* TAREFAS A REALIZAR *
**A)** No texto sobre a noite, qual é a única forma de "te fazer importar" que a noite conhece?
**B)** Substitua "amanhã" por "depois" no texto sobre a noite e reproduza o trecho desde "Estranhamente" até "eu decidir hoje.", inclusive.

* TEXTO FORNECIDO *
+++
Estranhamente
à noite é pior. Sinto mais a tua falta, penso mais no que poderia ter sido mas
nunca foi e no que poderá ser amanhã quando um novo sol raiar, consoante o que
eu decidir hoje.
Não
consigo arranjar bons conselhos, boas razões para seguir este ou aquele
caminho, terei de esperar pelo momento certo para estupidamente fazer uma
escolha a quente, sob pressão.
É
a noite que nunca te deixa partir. Parece querer aproveitar mais uns momentos
contigo antes de se despedir por agora. Ela compete comigo, trava uma batalha
desigual com a vitória assegurada; não conheço as suas armas mas ela conhece a
minha única forma de te fazer importar: o fingimento. Nunca a deixei vencer sem
luta, nunca desisti; ela sempre saiu vencedora por mérito próprio, mas creio
que chegou a noite derradeira, aquela que me fará desistir; a quem entregarei
os pontos até aqui conquistados e partirei sem os despojos a que teria direito.
Seria, no entanto, uma mudança tão drástica que nem mesmo a própria noite
perceberia o porquê, nem eu lho saberia explicar…venceste!
Ah,
noite malvada que me deixas desperta sem ter para onde fugir, que me deixas de
costas voltadas para o amanhã e refugiada naquilo que são pensamentos outrora
demasiado racionais. Não te devia ser permitido seguir livre cometendo todos os
crimes que de boa vontade perpétuas pelas nossas consciências. Sei de um
planeta onde o sol te suplanta, onde duras apenas um décimo, onde quase não és
relevante; planeio mudar-me para lá mas nem isso posso fazer sem a tua permissão.
+++
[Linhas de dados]
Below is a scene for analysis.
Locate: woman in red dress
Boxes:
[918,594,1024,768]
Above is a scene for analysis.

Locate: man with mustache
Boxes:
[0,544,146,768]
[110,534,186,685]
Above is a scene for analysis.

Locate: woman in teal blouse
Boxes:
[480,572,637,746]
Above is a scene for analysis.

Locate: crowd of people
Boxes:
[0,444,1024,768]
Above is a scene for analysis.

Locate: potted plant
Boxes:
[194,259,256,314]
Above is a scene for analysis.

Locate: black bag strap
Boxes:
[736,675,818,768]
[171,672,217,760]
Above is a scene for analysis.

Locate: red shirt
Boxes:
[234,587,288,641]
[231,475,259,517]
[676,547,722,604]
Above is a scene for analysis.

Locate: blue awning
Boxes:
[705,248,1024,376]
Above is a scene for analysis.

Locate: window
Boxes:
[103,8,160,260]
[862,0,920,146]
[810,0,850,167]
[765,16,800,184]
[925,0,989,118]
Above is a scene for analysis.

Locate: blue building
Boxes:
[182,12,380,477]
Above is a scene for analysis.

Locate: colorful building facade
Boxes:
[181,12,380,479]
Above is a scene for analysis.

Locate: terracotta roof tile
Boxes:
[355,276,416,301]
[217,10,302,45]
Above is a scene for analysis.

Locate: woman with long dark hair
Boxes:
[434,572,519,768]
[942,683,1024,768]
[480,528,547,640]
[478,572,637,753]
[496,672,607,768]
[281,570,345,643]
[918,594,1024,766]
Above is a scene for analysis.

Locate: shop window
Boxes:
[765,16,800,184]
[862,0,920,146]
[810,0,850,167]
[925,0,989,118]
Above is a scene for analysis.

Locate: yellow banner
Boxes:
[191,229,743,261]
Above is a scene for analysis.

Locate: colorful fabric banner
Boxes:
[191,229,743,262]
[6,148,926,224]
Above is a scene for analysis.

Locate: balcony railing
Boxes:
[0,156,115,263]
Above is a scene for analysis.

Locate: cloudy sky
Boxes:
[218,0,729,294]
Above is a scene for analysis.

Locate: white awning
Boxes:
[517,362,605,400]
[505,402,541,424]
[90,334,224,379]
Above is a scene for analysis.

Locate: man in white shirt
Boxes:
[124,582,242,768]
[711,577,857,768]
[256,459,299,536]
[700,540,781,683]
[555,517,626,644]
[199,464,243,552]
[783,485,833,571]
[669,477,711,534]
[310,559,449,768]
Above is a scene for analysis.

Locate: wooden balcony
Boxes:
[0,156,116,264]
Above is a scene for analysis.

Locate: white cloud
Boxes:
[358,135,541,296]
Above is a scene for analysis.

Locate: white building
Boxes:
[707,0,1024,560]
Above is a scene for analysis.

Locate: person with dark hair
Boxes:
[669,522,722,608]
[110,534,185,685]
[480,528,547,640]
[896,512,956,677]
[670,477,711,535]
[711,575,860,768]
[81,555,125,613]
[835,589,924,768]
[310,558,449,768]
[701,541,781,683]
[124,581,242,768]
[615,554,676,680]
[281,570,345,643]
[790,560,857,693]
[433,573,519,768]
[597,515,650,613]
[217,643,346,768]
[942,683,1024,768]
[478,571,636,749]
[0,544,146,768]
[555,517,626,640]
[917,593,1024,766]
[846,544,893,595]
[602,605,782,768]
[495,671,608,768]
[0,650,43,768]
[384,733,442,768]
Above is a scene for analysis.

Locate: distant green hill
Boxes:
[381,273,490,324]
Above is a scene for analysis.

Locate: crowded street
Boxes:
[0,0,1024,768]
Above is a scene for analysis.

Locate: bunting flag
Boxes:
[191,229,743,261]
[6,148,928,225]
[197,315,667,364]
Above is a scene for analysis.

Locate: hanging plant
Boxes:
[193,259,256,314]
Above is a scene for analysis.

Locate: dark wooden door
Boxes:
+++
* RESULTADOS POR TAREFA *
**A)** O fingimento.

**B)**
Estranhamente
à noite é pior. Sinto mais a tua falta, penso mais no que poderia ter sido mas
nunca foi e no que poderá ser depois quando um novo sol raiar, consoante o que
eu decidir hoje.